===== RECORD EXCERPTS =====
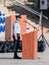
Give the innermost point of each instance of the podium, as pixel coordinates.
(29, 45)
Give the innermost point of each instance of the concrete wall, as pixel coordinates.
(9, 23)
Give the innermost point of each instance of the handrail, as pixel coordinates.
(29, 9)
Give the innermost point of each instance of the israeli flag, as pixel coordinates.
(2, 26)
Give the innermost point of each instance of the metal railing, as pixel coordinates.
(28, 8)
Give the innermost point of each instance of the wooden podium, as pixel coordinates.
(29, 45)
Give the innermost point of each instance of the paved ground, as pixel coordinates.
(42, 58)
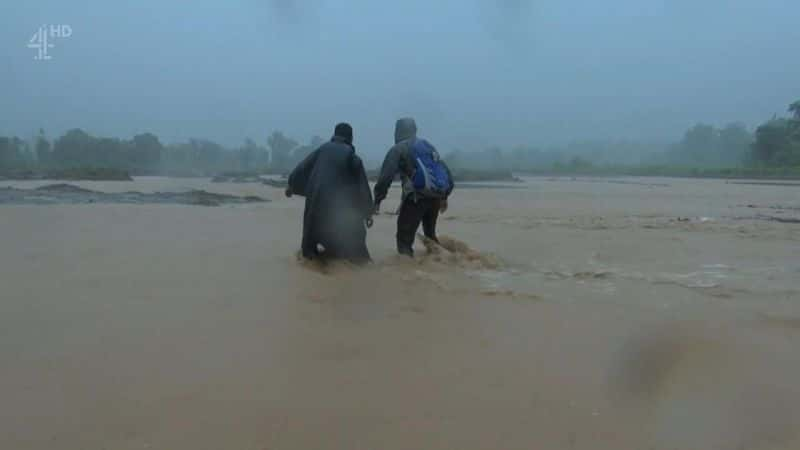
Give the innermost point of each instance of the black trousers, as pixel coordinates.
(412, 212)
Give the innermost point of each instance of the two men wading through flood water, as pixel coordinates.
(339, 205)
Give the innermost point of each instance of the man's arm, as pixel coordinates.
(390, 167)
(452, 180)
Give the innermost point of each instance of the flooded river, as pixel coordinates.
(570, 313)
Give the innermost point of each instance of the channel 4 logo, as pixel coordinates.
(44, 39)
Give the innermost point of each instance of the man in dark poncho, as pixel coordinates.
(338, 200)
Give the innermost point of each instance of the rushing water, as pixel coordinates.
(632, 313)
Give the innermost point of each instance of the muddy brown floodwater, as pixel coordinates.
(563, 313)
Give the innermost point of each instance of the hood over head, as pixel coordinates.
(344, 132)
(406, 128)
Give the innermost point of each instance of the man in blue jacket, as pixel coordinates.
(424, 196)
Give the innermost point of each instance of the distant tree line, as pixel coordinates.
(774, 145)
(146, 154)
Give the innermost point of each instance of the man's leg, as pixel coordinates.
(407, 225)
(429, 217)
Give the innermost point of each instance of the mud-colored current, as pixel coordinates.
(586, 314)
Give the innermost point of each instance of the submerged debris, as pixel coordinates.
(283, 184)
(70, 194)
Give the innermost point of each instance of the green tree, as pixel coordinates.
(43, 149)
(11, 152)
(72, 149)
(794, 108)
(772, 139)
(734, 144)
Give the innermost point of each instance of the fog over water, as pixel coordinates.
(474, 73)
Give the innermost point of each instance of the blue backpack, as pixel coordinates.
(430, 177)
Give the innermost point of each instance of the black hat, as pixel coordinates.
(345, 131)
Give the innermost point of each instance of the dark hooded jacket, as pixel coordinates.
(338, 201)
(399, 161)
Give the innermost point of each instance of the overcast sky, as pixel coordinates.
(473, 72)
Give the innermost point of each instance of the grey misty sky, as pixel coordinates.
(473, 72)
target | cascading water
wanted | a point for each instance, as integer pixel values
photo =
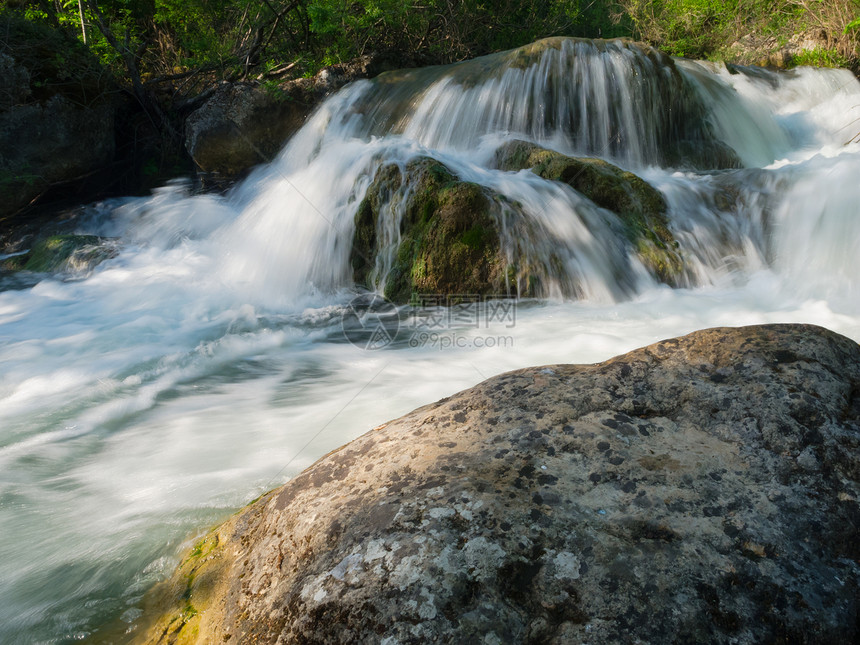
(205, 363)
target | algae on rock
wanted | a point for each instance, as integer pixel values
(639, 206)
(445, 236)
(75, 253)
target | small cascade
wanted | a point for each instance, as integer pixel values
(203, 360)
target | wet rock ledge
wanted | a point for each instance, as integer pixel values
(702, 489)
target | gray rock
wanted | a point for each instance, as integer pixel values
(702, 489)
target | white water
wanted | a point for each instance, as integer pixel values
(206, 363)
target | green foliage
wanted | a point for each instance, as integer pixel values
(707, 28)
(819, 57)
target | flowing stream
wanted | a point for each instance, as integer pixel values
(146, 399)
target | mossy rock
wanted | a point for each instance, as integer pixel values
(58, 253)
(449, 236)
(639, 206)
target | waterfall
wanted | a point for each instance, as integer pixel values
(205, 362)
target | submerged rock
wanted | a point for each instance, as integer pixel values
(448, 240)
(67, 253)
(640, 207)
(702, 489)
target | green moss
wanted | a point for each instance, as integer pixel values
(55, 253)
(639, 206)
(449, 236)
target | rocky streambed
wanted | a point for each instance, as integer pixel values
(701, 489)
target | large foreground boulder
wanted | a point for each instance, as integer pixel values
(702, 489)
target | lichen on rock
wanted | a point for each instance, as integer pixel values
(701, 489)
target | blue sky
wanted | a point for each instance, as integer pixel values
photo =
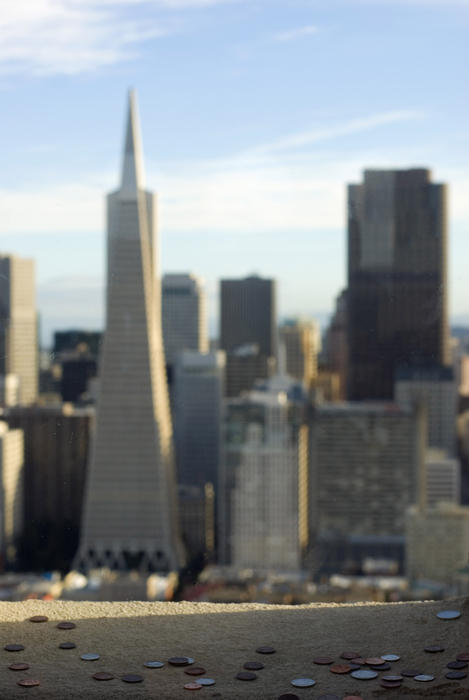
=====
Select every line in the rows above that contains the string "podium", and copy each of those lines.

Give the innermost point of each instance of the podium, as pixel coordinates.
Give the innermost point of each instance of the wooden podium, as pixel coordinates.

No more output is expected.